Supplied text:
=-=-=
Further, at the risk of slight repetition, I want to say the bill will allow affected victim-survivors whose vicarious liability claims were resolved in the period between 13 November 2024 – the High Court’s decision on the act – and the commencement of these reforms to apply to the court to have a judgement or settlement set aside and commence another action. The Bird decision rendered some vicarious liability claims for historical child abuse unviable or significantly weakened, so this will ensure that these victim-survivors may benefit from the reforms, including plaintiffs whose claims were dismissed by the court. Seeking to in some way walk in the shoes of those victim-survivors, on the one hand to be desperately let down by a betrayal of trust in the early years of their life and for that to be followed up with a further injustice in terms of a loophole that prevented them from seeking justice before the courts, we can only imagine how that must have impacted up until this day in fact those victim-survivors and the advocates who have worked hard on their behalf. These are certainly extremely emotional matters, very personal matters and I would have to say extremely difficult to talk about. It has been already discussed in the chamber about having to speak to such personal matters; I could only imagine how difficult it must be. But nevertheless they had that courage, that resilience and that inner knowing that the wrongs have to be righted, not only for their benefit but also into the future.

I think the other matter when we are talking about the purpose of legislative reform is it is also sending a very strong signal that what the community expects is that those in a position of authority – and I am not going to revisit the particular limb of the tests of this bill, but bearing in mind the frame and the context within which we are discussing this bill – must treat children with respect. This is also about curbing decades and decades of abuse. I think there are many positive outcomes that can result from the passing of this reform. It is a very strong statement on the one hand, yes, about justice, but also to say how we expect all human beings to be treated at each and every point of their lives, not least when they are young and vulnerable, and so I hope that through the Parliament in a truly united way we can make a difference. I thank again all the victim-survivors who have so courageously pursued these reforms. We could never have been where we are today without you. Now I am getting emotional, so I just want to thank them for their courage, because I cannot imagine doing it myself. I am sorry I have got emotional. I commend the bill to the house.

 Katie HALL (Footscray) (15:53): There have been many powerful contributions today, and we just heard one. I would like to echo the sentiments of the member for Albert Park, who very powerfully articulated the courage of victim-survivors to advocate when the burden that they carry must be so overwhelming. I believe that, although it is frustrating that this reform has had to take place to restore some semblance of justice to victims, today has shown Parliament at its best. From Ballarat to Frankston – the member has just stepped out – to my community of Footscray and across Victoria, we have seen how the horrific trauma of these unspeakable crimes has reverberated through time. It breaks my heart that victims would ever feel an emotion like shame, when the shame is truly on the organisations that were entrusted with their care.
=-=-=
Records of labeled points:

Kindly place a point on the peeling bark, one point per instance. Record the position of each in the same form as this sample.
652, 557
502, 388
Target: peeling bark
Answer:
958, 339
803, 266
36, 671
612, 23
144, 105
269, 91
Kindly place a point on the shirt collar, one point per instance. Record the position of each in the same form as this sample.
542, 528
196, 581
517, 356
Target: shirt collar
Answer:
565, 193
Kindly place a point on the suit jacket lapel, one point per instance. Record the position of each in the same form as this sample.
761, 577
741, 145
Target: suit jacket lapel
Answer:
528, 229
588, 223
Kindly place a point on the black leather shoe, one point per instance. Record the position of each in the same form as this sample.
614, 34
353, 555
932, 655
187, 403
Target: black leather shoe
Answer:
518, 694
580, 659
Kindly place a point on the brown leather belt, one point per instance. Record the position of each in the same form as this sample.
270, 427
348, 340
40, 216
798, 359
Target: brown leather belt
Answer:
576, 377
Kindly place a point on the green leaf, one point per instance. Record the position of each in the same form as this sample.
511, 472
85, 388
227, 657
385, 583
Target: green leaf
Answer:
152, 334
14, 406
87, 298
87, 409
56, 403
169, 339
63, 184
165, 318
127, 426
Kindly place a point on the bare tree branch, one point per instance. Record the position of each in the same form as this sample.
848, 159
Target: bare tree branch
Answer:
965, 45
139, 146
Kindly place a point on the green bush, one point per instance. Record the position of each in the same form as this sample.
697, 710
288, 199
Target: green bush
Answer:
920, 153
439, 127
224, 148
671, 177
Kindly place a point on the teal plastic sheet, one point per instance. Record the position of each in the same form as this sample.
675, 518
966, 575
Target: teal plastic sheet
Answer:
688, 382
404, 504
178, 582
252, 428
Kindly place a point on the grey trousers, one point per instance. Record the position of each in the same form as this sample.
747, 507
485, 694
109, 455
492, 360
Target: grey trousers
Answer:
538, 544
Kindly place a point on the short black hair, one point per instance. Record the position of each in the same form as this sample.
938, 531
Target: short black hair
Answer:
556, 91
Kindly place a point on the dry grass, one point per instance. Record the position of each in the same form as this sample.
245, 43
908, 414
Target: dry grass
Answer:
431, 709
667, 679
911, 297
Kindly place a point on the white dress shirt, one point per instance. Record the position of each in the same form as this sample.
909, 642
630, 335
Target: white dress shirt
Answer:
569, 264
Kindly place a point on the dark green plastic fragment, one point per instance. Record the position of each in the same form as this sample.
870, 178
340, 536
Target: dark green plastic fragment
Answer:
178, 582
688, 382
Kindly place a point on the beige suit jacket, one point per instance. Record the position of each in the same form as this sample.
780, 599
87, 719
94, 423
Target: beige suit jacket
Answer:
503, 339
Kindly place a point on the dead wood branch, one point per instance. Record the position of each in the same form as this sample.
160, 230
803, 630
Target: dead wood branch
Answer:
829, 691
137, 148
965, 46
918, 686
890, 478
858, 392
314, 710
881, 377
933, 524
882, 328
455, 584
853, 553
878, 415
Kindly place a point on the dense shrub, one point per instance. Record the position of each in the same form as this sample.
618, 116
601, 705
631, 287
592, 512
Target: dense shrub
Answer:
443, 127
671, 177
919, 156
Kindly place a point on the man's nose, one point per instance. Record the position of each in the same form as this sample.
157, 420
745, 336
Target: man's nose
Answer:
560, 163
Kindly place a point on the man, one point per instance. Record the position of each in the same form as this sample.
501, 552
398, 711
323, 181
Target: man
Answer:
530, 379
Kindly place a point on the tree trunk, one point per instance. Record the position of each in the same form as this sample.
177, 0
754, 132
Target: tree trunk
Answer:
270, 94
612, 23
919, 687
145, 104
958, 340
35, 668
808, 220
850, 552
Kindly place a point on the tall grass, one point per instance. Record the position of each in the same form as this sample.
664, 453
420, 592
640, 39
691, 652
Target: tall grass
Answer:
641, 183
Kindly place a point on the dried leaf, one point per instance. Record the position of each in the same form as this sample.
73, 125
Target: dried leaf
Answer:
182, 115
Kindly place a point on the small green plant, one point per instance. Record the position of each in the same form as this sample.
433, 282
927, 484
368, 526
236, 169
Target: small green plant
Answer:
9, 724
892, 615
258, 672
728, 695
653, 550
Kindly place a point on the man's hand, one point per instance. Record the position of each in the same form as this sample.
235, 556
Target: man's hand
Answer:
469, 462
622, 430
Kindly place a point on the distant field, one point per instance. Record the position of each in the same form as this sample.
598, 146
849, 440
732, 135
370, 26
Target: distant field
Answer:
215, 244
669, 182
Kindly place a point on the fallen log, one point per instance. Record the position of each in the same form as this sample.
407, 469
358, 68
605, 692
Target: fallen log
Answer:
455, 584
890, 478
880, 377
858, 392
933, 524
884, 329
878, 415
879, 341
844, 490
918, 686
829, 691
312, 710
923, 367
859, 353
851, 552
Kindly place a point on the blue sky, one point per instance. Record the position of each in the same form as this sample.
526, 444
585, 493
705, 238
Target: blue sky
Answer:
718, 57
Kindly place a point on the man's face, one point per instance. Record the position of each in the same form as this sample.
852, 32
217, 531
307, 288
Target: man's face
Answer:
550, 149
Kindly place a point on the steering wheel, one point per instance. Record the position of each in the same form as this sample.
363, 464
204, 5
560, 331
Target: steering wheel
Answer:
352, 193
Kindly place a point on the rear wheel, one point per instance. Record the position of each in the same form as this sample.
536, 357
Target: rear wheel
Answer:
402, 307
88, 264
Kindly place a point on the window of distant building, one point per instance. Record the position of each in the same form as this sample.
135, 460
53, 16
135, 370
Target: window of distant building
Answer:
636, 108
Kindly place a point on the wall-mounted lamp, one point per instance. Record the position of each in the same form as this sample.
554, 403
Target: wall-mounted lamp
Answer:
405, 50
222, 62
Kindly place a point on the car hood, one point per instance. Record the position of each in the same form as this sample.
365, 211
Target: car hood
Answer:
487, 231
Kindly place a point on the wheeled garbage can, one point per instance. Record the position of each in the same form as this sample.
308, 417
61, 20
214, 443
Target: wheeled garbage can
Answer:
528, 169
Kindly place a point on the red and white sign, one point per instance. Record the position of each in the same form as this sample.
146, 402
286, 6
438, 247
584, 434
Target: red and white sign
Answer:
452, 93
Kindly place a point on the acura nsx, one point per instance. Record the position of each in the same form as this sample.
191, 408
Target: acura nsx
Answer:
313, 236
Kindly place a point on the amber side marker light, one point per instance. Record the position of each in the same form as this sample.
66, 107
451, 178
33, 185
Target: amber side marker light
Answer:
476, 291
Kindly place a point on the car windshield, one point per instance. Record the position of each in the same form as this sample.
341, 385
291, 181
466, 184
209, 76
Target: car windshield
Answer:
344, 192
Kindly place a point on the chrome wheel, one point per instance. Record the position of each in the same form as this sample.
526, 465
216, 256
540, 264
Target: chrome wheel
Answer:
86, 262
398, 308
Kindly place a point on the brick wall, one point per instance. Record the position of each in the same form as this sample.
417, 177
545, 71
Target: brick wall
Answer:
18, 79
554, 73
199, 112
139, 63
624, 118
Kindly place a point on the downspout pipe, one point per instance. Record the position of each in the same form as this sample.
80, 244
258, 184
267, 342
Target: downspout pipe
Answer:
=-=-=
What is asked:
(A) In the parliamentary debate excerpt, on what date did the High Court decide on the act?
(B) Return each line of the entries that contains the string "brick".

Task answers:
(A) 13 November 2024

(B)
Kindly place a point on the brick wall, one point per instance. Record the position of each in the same form as this sample.
Target: brick wall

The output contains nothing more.